### DÉFI 1
Repérez dans les enregistrements chaque ligne où figure la chaîne « suitcase » et recopiez-la.

### SECTION DU DOCUMENT
Concernant les volumétries de systèmes de drones, il convient d'abord de saluer la priorité accordée par la LPM à la thématique des drones, qui fait l'objet d'un budget dédié de 5 milliards d'euros. Le Patroller joue clairement un rôle particulier sur cette priorité, dans la mesure où un drone de cette classe avec ces caractéristiques de performance et d'endurance constitue une première mondiale. La concurrence existe, notamment du côté des États-Unis et de la Turquie, et nous devons donc faire du Patroller français un succès sur ce segment de marché. Le rapport annexé à la LPM évoque une volumétrie de 17 systèmes de drones, soit 85 drones puisqu'un système se compose de 5 drones. Dans le même temps, le ministre a clarifié la position sur une volumétrie de 28 drones, 28 aéronefs, soit ce qui figurait dans la précédente LPM. S'il n'appartient pas à Safran de déterminer la volumétrie, je puis affirmer que notre groupe répondra aux besoins des forces, quel que soit le volume. Nous pouvons répondre à un volume de 28 drones, voire plus si le texte de la LPM conduisait à une volumétrie supérieure.
Vous nous interrogez sur la capacité de l'industrie à produire et à répondre présent au rendez-vous des augmentations de cadences. Par le passé, nous avons pu augmenter les cadences sur le Rafale pour servir les marchés à l'export, notamment l'Égypte, les Émirats arabes unis, l'Indonésie ou l'Inde. De même, après la campagne en Libye, Safran avait répondu présent pour augmenter fortement ses cadences sur le missile AASM. Aujourd'hui encore, notre groupe répond présent sur les augmentations de cadences, dans le domaine civil comme dans le domaine militaire, sachant que nous répondons aux besoins de nos différents clients avec la même pugnacité et la même détermination, en vue de leur apporter le meilleur.
S'agissant enfin des reculs de volumétries, je ne pourrai pas précisément vous répondre sur la question de la comparaison des enveloppes financières et de leur impact pour Safran. Je puis seulement rappeler que la défense représente 20 % du chiffre d'affaires du groupe, dont une partie provient de l'export. Pour ce qui nous concerne, La LPM emporte des effets d'augmentation de volumes sur les munitions, ainsi qu'un étalement des cadences sur un certain nombre de plateformes. Il est donc difficile d'effectuer une estimation en volume à l'instant présent, mais les 413 milliards d'euros de la LPM vont assurément dans la bonne direction pour nos ambitions en termes de défense.
La question des compétences est extraordinairement importante, pour nous comme pour nos sous-traitants. Nous pourrions donner l'impression, eu égard à la taille du groupe Thales, que nous ne serions guère concernés par la problématique de compétences. Or nous le sommes au premier chef, puisque nos équipes sont la somme de petites équipes aux compétences très diverses, dont le maintien et le développement sont très importants. La question se pose avec encore plus d'acuité pour nos sous-traitants, qui sont souvent de petites entreprises.

### DONNÉES FOURNIES

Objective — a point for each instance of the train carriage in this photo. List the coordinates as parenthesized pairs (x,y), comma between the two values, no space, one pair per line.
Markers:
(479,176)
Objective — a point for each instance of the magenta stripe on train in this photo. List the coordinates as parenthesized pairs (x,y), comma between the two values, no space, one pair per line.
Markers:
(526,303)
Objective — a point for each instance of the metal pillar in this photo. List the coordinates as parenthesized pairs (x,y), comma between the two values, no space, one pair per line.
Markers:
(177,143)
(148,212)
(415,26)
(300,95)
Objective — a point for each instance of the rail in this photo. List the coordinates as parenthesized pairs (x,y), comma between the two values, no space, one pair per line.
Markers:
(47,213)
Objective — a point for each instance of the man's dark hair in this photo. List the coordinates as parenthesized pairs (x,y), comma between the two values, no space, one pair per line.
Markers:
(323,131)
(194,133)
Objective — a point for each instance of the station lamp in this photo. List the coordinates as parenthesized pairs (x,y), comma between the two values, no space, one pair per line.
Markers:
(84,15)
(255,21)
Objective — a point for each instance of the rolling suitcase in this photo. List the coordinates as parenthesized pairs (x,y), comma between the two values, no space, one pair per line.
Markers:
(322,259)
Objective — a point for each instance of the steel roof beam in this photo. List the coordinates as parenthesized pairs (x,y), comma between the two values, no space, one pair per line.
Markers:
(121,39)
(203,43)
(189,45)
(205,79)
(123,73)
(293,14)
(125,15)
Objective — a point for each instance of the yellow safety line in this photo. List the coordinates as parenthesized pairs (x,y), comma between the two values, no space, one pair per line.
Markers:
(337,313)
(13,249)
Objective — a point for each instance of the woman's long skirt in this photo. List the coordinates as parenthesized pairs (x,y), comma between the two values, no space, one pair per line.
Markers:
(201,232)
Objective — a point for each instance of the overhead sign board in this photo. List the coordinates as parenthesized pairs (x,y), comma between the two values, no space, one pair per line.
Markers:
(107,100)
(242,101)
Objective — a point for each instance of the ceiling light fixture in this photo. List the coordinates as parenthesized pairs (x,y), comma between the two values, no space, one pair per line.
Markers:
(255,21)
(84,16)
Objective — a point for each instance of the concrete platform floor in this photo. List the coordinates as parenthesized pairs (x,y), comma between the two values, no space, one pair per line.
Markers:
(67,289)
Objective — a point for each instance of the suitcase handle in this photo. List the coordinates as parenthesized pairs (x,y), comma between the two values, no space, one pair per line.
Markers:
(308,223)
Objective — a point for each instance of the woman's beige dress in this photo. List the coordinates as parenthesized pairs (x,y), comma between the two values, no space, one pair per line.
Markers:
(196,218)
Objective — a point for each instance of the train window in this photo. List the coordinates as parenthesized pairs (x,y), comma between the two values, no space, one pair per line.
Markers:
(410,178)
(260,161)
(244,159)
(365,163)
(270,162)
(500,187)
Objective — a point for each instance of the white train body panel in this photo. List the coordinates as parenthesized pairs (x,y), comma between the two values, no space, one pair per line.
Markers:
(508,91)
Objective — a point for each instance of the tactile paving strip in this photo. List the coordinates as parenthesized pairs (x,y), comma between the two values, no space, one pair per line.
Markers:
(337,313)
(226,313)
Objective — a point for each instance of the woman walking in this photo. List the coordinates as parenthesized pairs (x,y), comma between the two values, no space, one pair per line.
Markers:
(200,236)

### DÉFI 2
Selon la section du document, pourquoi le Patroller joue-t-il un rôle particulier dans la priorité que la LPM accorde aux drones ? Répondez en une à trois phrases.

### RÉSULTAT FINAL 1
Objective — a point for each instance of the rolling suitcase in this photo. List the coordinates as parenthesized pairs (x,y), comma between the two values, no space, one pair per line.
Objective — a point for each instance of the suitcase handle in this photo. List the coordinates as parenthesized pairs (x,y), comma between the two values, no space, one pair per line.

### RÉSULTAT FINAL 2
Le Patroller joue un rôle particulier parce qu'un drone de cette classe, doté de ces caractéristiques de performance et d'endurance, constitue une première mondiale.